EXERCISE DETAILS
Swap "shelf-audit record" for "field-survey record" and reproduce the listing lines from the one containing "of the evergreen" through the end of the listing, both included, leaving everything else unchanged.

(Records from a point-labeling set)

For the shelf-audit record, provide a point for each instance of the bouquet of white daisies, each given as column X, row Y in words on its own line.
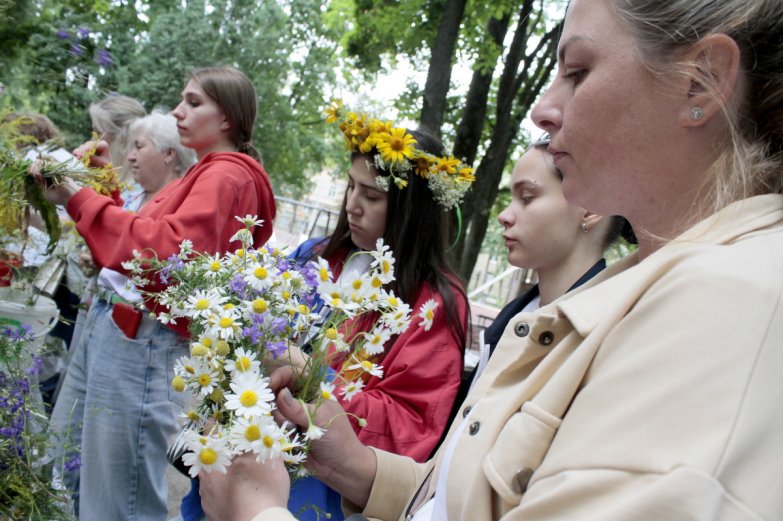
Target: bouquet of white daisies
column 245, row 310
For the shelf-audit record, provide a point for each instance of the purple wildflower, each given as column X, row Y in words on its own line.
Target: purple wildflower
column 276, row 348
column 36, row 368
column 77, row 49
column 104, row 58
column 252, row 333
column 279, row 325
column 237, row 284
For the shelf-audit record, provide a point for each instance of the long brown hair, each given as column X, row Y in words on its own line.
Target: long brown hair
column 237, row 97
column 417, row 233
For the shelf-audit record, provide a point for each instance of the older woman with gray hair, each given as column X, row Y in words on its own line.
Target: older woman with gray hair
column 115, row 401
column 156, row 157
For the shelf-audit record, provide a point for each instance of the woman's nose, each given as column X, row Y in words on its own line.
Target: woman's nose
column 547, row 113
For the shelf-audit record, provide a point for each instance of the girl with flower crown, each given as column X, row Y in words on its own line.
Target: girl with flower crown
column 116, row 398
column 408, row 409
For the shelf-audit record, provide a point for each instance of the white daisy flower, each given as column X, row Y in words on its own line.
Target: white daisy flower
column 273, row 439
column 212, row 265
column 259, row 277
column 324, row 272
column 225, row 324
column 203, row 303
column 368, row 367
column 398, row 320
column 427, row 314
column 351, row 389
column 251, row 395
column 208, row 453
column 327, row 391
column 243, row 362
column 245, row 433
column 375, row 340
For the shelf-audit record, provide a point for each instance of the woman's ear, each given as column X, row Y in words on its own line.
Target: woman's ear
column 715, row 68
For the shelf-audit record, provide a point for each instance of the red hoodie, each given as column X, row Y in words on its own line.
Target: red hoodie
column 200, row 206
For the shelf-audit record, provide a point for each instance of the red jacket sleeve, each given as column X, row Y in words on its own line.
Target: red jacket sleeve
column 200, row 208
column 408, row 409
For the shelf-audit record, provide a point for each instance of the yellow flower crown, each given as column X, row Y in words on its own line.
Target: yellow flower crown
column 397, row 155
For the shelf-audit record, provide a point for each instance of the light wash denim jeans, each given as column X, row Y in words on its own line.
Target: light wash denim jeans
column 117, row 400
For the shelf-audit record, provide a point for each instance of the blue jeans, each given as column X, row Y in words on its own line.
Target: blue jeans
column 117, row 401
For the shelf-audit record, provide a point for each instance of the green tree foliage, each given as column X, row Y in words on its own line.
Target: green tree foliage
column 80, row 51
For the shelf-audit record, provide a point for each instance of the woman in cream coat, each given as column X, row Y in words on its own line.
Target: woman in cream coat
column 652, row 392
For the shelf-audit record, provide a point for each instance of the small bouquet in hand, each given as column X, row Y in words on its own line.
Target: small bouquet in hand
column 19, row 192
column 248, row 312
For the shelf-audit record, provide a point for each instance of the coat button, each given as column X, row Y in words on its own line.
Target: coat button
column 521, row 329
column 521, row 479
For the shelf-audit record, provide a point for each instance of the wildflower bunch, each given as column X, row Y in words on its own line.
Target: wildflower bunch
column 19, row 192
column 26, row 489
column 395, row 154
column 248, row 312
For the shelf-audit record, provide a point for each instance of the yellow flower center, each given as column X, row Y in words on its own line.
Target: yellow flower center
column 248, row 398
column 207, row 456
column 260, row 305
column 244, row 363
column 252, row 433
column 178, row 384
column 226, row 322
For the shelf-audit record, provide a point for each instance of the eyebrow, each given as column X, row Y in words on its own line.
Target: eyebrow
column 366, row 185
column 563, row 46
column 523, row 184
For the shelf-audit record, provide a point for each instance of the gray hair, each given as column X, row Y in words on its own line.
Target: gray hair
column 111, row 117
column 161, row 130
column 752, row 161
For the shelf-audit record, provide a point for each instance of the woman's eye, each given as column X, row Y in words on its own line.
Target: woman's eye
column 575, row 75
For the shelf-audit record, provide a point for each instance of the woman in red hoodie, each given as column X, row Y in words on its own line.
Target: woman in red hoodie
column 116, row 399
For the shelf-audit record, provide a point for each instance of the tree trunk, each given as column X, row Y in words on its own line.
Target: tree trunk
column 516, row 94
column 471, row 125
column 439, row 74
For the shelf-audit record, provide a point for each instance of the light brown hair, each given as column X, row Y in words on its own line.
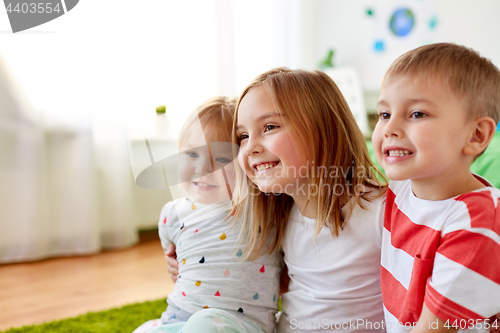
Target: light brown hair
column 327, row 135
column 216, row 117
column 468, row 75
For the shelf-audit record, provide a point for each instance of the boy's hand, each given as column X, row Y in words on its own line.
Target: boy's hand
column 425, row 320
column 173, row 264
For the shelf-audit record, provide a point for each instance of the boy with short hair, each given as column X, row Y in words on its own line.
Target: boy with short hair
column 438, row 110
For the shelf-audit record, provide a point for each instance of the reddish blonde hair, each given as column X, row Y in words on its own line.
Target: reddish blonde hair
column 216, row 116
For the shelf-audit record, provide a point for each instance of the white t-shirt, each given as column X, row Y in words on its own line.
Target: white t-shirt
column 211, row 272
column 334, row 281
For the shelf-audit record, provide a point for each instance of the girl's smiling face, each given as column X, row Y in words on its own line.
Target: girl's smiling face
column 268, row 153
column 205, row 181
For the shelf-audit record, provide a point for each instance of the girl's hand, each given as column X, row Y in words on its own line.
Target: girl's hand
column 284, row 280
column 173, row 264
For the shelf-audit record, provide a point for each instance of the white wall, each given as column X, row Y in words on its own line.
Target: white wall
column 345, row 27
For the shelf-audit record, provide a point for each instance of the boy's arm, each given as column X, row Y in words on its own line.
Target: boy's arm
column 284, row 280
column 429, row 322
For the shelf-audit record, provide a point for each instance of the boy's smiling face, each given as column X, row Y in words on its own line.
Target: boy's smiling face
column 421, row 132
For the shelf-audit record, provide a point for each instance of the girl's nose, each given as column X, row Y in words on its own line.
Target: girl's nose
column 253, row 147
column 203, row 166
column 393, row 128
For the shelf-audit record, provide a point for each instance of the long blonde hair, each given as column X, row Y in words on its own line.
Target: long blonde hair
column 328, row 136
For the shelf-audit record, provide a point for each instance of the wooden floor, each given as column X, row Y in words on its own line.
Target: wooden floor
column 33, row 293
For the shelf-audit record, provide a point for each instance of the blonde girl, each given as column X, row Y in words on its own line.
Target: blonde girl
column 217, row 289
column 312, row 191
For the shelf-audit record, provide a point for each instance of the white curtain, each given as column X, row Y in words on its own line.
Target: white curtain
column 71, row 93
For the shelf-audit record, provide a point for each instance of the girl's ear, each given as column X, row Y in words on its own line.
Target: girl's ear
column 480, row 136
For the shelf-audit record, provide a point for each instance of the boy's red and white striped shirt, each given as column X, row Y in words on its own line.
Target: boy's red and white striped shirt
column 445, row 253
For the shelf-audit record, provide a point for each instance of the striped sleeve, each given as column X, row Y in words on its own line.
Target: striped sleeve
column 465, row 282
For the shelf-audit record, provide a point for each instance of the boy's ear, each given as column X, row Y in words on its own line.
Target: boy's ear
column 480, row 136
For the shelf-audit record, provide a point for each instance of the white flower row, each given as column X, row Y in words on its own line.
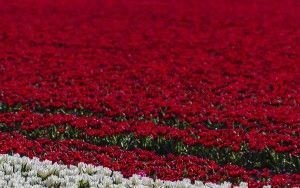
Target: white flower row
column 16, row 171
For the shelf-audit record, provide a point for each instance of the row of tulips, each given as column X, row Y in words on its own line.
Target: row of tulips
column 168, row 167
column 17, row 171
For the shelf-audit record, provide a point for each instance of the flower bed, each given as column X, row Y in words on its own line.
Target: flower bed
column 187, row 91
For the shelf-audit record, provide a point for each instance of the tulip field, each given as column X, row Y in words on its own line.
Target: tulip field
column 149, row 93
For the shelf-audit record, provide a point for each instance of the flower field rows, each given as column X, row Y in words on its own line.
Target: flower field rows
column 186, row 93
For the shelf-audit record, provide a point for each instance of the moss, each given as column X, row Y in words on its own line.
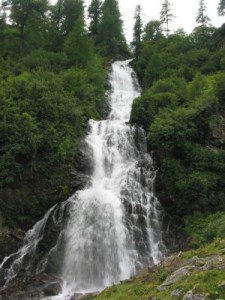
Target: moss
column 144, row 286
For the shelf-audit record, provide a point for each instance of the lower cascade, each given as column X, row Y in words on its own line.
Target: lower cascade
column 111, row 229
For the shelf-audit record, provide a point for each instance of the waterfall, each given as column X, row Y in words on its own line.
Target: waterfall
column 112, row 228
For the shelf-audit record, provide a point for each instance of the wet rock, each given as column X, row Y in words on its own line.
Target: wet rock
column 222, row 285
column 52, row 289
column 177, row 293
column 175, row 277
column 18, row 234
column 2, row 277
column 173, row 260
column 79, row 296
column 191, row 296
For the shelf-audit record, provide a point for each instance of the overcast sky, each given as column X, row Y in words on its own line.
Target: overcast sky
column 184, row 10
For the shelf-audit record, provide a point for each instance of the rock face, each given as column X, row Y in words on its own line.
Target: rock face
column 177, row 294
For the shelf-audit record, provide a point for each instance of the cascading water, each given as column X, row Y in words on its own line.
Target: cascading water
column 112, row 228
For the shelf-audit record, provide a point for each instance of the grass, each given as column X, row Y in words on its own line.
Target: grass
column 144, row 285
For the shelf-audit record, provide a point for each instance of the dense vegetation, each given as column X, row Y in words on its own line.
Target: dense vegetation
column 182, row 110
column 52, row 80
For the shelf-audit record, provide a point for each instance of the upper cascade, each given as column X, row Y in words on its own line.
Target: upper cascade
column 112, row 228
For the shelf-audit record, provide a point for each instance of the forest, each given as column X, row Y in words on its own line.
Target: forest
column 54, row 66
column 53, row 80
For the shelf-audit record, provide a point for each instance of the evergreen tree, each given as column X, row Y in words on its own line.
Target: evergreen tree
column 94, row 13
column 78, row 45
column 166, row 15
column 111, row 38
column 202, row 18
column 64, row 15
column 221, row 8
column 73, row 10
column 153, row 31
column 137, row 33
column 28, row 15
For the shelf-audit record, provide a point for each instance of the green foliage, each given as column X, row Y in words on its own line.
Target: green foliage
column 221, row 8
column 137, row 34
column 78, row 46
column 206, row 228
column 51, row 82
column 202, row 18
column 94, row 13
column 183, row 114
column 111, row 39
column 166, row 15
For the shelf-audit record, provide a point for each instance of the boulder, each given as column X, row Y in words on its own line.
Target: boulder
column 222, row 285
column 177, row 293
column 191, row 296
column 53, row 289
column 18, row 234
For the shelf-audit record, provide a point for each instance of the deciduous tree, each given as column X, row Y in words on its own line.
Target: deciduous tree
column 137, row 33
column 166, row 15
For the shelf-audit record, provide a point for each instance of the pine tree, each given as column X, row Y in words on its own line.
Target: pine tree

SOLUTION
For the field-survey record, provide a point for each instance of the evergreen tree, each given as column X, row Y in words on its own line.
Target: evergreen tree
column 94, row 13
column 78, row 45
column 166, row 15
column 111, row 38
column 202, row 18
column 64, row 15
column 221, row 8
column 73, row 10
column 153, row 31
column 137, row 33
column 28, row 15
For the field-survey record, provide a point for each instance of the green foliage, each given as column X, row Y in words on its own line.
Target: green foliage
column 221, row 8
column 137, row 34
column 78, row 46
column 206, row 228
column 51, row 82
column 202, row 18
column 94, row 13
column 183, row 114
column 111, row 39
column 166, row 15
For the field-survey record, provide a point for each instance of the boulder, each given as column X, row Y in words on its own line.
Target: boulder
column 222, row 285
column 177, row 293
column 191, row 296
column 53, row 289
column 18, row 234
For the field-survey record, provide a point for each instance of the deciduous tree, each given as column X, row Y in words on its own line.
Target: deciduous tree
column 137, row 33
column 166, row 15
For the field-survey record, provide a point for each instance of the pine tree, each given as column X, row Y in words on its own line.
Target: pine tree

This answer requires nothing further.